begin Records shown

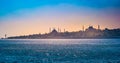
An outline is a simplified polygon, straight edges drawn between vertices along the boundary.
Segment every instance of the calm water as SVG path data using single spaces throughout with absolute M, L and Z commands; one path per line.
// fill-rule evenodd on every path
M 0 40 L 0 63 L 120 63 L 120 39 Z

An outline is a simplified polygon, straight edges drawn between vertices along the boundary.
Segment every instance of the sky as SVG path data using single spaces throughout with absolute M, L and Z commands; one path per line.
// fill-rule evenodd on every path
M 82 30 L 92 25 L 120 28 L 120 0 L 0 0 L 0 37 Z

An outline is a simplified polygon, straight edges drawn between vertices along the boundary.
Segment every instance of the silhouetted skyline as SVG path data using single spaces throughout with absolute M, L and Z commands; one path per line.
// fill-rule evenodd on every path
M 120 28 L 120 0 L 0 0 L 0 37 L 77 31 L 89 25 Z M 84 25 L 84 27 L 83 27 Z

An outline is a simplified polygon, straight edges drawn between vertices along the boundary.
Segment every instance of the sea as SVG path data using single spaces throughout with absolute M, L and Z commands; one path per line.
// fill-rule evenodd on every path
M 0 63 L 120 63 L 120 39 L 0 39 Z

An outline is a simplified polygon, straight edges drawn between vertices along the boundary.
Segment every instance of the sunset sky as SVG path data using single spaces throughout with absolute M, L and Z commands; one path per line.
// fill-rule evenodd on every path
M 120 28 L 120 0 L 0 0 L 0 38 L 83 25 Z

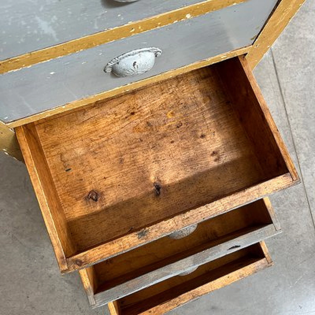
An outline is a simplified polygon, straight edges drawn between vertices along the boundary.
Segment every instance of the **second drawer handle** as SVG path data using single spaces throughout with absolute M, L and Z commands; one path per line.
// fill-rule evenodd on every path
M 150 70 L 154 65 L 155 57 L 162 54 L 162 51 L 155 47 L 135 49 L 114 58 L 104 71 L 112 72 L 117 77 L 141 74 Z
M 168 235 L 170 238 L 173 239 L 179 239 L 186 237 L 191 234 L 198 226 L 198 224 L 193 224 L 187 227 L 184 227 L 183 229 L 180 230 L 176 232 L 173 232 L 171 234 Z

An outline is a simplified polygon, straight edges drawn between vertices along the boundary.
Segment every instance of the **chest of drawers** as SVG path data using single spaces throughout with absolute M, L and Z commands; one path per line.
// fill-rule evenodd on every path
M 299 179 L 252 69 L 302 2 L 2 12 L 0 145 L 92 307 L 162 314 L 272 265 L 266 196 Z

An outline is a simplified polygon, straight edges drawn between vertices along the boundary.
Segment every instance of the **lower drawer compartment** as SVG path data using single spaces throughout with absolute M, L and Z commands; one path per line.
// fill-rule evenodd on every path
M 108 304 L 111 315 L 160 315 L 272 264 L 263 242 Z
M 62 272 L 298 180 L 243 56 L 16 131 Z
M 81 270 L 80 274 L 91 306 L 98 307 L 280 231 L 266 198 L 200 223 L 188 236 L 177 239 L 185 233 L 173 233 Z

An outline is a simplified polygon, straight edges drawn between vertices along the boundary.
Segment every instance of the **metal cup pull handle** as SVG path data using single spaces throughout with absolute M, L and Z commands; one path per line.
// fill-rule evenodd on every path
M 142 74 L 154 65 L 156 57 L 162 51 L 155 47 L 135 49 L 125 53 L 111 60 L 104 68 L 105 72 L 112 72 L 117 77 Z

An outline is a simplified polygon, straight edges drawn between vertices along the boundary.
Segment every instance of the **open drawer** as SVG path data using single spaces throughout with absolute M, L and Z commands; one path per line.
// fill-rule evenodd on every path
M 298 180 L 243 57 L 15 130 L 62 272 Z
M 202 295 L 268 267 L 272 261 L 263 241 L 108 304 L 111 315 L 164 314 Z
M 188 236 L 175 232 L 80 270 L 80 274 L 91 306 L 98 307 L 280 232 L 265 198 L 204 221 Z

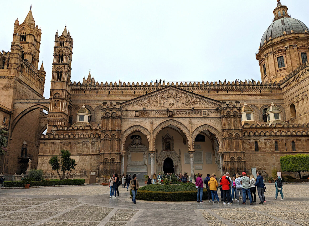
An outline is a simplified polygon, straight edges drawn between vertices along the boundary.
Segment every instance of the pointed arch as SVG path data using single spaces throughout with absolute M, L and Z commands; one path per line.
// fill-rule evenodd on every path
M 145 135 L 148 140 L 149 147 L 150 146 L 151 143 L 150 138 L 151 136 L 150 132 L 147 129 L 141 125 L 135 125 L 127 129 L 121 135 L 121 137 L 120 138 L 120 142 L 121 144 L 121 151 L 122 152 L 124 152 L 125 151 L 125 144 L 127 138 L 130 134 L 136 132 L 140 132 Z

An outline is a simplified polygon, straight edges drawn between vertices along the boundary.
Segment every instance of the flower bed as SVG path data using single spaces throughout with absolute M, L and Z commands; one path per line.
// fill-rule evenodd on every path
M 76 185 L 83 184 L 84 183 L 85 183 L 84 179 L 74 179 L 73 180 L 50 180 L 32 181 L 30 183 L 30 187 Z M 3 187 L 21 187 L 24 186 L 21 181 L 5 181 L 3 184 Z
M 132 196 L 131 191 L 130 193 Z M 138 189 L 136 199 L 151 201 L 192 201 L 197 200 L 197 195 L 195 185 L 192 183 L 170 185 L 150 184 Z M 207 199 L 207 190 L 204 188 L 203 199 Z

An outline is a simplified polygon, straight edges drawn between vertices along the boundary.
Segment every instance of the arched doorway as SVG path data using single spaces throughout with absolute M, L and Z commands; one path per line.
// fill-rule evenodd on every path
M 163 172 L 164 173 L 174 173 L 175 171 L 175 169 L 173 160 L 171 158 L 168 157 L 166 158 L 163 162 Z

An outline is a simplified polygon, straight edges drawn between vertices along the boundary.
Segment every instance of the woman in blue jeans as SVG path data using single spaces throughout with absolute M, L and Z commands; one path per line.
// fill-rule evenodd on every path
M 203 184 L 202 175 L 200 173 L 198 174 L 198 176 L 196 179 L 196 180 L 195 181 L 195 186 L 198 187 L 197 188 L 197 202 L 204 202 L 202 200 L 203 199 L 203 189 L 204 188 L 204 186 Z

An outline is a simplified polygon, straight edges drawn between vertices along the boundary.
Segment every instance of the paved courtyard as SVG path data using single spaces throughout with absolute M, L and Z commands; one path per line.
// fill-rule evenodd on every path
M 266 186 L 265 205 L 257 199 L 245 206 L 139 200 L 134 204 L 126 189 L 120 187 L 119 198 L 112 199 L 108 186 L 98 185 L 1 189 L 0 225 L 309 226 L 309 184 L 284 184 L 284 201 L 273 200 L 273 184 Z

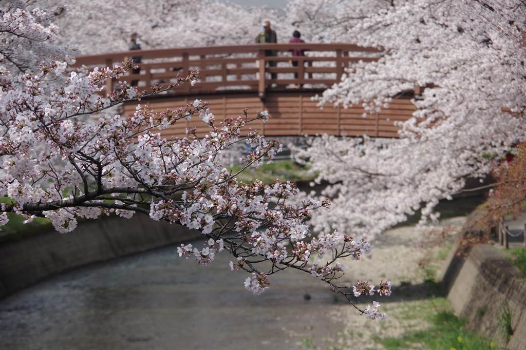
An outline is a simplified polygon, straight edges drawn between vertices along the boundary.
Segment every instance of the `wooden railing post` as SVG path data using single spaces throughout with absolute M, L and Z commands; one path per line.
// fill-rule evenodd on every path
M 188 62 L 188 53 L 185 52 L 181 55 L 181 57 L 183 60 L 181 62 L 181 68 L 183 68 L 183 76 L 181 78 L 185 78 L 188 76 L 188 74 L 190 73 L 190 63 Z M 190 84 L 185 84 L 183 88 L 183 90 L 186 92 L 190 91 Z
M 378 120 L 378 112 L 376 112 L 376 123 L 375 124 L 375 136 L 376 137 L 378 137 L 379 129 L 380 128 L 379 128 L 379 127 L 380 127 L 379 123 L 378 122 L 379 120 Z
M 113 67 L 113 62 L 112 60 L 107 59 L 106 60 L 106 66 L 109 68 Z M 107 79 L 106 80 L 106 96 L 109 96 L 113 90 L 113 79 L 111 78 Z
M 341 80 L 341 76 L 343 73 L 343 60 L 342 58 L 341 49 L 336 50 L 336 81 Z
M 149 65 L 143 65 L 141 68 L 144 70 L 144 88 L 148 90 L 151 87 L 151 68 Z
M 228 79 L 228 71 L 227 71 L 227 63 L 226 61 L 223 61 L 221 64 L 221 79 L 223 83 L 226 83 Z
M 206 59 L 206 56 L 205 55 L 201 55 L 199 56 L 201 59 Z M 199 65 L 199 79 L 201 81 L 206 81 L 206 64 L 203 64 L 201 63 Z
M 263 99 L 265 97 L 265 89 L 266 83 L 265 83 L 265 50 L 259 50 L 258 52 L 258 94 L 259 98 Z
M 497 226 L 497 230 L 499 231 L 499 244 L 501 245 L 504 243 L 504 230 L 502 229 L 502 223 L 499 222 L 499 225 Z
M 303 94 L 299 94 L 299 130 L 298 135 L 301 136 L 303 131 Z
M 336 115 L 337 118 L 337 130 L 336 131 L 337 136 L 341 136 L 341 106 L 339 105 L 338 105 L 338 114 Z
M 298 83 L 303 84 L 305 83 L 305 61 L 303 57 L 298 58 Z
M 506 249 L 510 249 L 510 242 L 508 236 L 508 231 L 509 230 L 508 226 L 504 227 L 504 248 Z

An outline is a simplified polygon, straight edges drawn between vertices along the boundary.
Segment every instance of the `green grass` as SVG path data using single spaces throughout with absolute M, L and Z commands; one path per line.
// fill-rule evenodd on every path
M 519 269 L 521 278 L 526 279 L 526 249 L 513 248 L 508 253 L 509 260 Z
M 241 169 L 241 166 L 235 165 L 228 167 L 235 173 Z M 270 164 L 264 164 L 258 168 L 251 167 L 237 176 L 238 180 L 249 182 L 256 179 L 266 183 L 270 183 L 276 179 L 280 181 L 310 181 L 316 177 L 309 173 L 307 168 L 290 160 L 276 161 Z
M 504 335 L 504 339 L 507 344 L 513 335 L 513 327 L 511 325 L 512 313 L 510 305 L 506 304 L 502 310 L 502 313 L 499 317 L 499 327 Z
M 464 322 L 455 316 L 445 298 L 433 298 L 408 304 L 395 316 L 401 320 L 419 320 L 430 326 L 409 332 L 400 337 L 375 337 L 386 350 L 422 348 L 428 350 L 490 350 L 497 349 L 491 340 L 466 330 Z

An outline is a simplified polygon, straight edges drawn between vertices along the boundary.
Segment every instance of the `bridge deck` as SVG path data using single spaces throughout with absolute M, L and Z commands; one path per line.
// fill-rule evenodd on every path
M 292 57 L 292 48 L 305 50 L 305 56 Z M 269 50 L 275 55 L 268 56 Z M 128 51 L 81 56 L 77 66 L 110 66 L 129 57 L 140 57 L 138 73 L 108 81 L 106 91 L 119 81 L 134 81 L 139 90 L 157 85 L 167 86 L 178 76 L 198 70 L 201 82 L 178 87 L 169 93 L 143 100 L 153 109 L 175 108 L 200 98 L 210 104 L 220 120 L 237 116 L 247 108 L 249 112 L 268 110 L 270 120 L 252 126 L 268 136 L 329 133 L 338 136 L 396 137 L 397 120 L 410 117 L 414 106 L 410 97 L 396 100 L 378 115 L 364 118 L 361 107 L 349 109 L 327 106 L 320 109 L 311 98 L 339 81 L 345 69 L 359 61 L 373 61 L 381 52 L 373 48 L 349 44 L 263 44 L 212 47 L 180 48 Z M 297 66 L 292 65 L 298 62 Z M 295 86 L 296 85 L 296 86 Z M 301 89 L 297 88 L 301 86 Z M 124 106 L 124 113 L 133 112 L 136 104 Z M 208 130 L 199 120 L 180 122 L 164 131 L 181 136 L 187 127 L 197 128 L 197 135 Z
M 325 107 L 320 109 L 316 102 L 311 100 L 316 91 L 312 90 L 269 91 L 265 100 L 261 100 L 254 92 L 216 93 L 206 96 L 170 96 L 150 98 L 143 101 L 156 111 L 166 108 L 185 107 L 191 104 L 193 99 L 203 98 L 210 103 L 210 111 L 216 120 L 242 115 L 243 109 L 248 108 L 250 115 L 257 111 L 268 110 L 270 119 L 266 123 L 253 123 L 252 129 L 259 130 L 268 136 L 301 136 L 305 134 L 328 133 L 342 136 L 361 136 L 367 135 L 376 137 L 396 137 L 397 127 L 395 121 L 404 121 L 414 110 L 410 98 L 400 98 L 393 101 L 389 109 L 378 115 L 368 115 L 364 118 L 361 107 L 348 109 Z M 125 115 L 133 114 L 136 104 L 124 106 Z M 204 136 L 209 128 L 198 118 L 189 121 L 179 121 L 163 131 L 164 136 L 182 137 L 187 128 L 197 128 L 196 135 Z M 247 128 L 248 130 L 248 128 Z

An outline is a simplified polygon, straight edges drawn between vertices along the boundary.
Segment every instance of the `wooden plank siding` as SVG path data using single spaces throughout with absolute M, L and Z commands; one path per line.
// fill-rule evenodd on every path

end Records shown
begin Records shown

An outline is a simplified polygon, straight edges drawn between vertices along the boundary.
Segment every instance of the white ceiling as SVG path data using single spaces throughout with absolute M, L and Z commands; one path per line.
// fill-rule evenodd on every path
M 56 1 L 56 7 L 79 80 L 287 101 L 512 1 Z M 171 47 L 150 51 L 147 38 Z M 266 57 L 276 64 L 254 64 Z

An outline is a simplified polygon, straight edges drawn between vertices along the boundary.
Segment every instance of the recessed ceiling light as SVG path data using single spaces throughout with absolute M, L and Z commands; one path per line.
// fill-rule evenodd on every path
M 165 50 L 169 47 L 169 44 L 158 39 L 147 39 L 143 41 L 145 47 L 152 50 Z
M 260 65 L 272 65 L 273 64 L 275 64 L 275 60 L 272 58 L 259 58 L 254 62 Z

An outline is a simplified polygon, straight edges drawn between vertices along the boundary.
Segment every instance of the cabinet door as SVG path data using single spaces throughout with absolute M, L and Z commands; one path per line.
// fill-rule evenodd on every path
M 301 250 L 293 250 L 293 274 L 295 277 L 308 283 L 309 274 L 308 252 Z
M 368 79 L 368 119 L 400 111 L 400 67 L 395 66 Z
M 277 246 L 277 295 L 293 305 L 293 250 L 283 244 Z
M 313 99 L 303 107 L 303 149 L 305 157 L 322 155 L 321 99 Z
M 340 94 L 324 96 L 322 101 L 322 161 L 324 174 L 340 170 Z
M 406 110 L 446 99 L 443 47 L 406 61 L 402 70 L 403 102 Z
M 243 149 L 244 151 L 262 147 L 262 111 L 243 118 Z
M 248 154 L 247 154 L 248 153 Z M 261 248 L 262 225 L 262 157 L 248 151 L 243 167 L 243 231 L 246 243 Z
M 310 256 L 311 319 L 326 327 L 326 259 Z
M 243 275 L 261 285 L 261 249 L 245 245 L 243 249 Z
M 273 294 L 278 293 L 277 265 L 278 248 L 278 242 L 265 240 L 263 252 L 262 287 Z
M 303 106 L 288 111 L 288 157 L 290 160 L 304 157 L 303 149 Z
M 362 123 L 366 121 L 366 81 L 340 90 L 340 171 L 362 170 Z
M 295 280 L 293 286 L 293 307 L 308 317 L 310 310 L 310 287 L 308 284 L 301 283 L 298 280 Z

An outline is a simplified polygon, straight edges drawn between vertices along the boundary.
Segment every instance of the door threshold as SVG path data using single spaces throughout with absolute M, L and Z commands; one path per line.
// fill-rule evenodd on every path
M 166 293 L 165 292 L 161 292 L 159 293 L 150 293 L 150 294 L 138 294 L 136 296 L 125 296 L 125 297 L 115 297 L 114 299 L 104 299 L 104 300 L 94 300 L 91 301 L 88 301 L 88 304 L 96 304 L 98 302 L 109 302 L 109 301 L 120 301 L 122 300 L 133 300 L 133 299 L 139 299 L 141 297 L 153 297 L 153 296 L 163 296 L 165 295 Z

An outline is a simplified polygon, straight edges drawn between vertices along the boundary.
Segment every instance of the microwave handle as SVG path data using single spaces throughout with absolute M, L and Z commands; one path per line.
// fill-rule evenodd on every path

end Records shown

**Given request**. Please report every line of the records that contains the string "handle", matching case exactly.

**Finished exercise**.
Segment every instance of the **second drawer handle** as SVG path data using single spaces throughout with absolute M, L and Z commands; one path per line.
Segment every instance of the **metal cup pull handle** as SVG path data using single spaces throughout with absolute M, L and Z commands; one path per line.
Segment every instance of the microwave handle as SVG path data using single spaces throughout with absolute M, L and Z commands; one path per line.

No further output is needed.